# About this task:
Transcribe word for word the part of the text on Covid-19 infection rates starting at "Germany—0.85% (0.66% to" and ending at "beginning of May.".

Start of Document extract

Covid-19 infection rate in 11 European countries
Percentage of total population infected (95% credible interval) up to 4 May
Austria—0.76% (0.59% to 0.98%)
Belgium—8% (6.1% to 11%)
Denmark—1.0% (0.81 to 1.4%)
France—3.4% (2.7% to 4.3%)
Germany—0.85% (0.66% to 1.1%)
Italy—4.6% (3.6% to 5.8%)
Norway—0.46% (0.34% to 0.61%)
Spain—5.5% (4.4% to 7%)
Sweden—3.7% (2.8% to 5.1%)
Switzerland—1.9% (1.5% to 2.4%)
UK—5.1% (4% to 6.5%)
Seth Flaxman, a study author from the Department of Mathematics at Imperial College London, told a press briefing: “We are very far from herd immunity. The risk of a second wave if all interventions are abandoned is very real.” He added, “We are only at the beginning of this epidemic, and claims that it’s all over can be firmly rejected.”
The research, published in Nature, estimated that between 12 million and 15 million people were infected with covid-19 in Austria, Belgium, the UK, Denmark, France, Germany, Italy, Norway, Spain, Sweden, and Switzerland up to the beginning of May.

End of Document extract
Start of Source material

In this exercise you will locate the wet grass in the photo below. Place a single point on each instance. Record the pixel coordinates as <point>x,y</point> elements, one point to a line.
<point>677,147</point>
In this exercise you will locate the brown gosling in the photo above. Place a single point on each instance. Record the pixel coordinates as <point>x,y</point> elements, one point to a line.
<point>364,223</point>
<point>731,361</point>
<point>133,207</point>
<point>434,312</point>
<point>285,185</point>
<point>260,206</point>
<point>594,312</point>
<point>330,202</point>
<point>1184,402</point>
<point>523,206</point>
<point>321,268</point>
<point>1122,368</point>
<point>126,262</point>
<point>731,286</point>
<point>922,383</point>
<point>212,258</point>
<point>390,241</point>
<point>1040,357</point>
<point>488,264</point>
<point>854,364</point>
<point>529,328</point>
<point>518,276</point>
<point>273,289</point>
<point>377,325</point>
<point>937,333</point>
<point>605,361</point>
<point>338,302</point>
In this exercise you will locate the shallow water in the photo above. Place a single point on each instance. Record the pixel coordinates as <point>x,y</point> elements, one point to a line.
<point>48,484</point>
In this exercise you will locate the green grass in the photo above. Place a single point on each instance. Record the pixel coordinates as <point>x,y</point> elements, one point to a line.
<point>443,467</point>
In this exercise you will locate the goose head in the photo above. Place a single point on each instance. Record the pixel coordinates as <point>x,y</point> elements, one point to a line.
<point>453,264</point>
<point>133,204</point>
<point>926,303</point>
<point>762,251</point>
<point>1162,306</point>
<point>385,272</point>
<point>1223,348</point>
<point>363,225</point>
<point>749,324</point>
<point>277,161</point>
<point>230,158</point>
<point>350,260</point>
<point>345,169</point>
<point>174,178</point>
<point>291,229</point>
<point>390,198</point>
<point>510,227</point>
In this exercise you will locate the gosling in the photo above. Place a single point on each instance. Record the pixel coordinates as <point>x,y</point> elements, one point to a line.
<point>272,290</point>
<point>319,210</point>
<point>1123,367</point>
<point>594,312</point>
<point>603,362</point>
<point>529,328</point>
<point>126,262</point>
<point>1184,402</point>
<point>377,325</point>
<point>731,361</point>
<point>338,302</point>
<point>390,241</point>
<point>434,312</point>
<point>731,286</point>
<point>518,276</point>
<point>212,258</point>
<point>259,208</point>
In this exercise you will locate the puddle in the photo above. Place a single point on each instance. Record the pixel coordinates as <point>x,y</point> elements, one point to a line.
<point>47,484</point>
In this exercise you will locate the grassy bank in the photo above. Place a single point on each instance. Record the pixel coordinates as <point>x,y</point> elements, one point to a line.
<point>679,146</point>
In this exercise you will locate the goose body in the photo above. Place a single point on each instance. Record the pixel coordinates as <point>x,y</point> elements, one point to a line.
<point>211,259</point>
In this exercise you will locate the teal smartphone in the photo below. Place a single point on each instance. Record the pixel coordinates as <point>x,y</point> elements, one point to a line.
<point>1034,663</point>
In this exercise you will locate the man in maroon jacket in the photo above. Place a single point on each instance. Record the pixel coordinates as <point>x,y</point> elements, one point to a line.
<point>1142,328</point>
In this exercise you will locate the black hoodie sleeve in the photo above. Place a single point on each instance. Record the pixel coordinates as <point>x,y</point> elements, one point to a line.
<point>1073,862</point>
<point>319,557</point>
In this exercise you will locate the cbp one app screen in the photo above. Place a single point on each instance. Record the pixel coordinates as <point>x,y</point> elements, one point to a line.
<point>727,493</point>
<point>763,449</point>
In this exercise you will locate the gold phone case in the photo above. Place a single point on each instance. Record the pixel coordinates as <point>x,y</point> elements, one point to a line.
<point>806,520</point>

End of Source material

# Response:
Germany—0.85% (0.66% to 1.1%)
Italy—4.6% (3.6% to 5.8%)
Norway—0.46% (0.34% to 0.61%)
Spain—5.5% (4.4% to 7%)
Sweden—3.7% (2.8% to 5.1%)
Switzerland—1.9% (1.5% to 2.4%)
UK—5.1% (4% to 6.5%)
Seth Flaxman, a study author from the Department of Mathematics at Imperial College London, told a press briefing: “We are very far from herd immunity. The risk of a second wave if all interventions are abandoned is very real.” He added, “We are only at the beginning of this epidemic, and claims that it’s all over can be firmly rejected.”
The research, published in Nature, estimated that between 12 million and 15 million people were infected with covid-19 in Austria, Belgium, the UK, Denmark, France, Germany, Italy, Norway, Spain, Sweden, and Switzerland up to the beginning of May.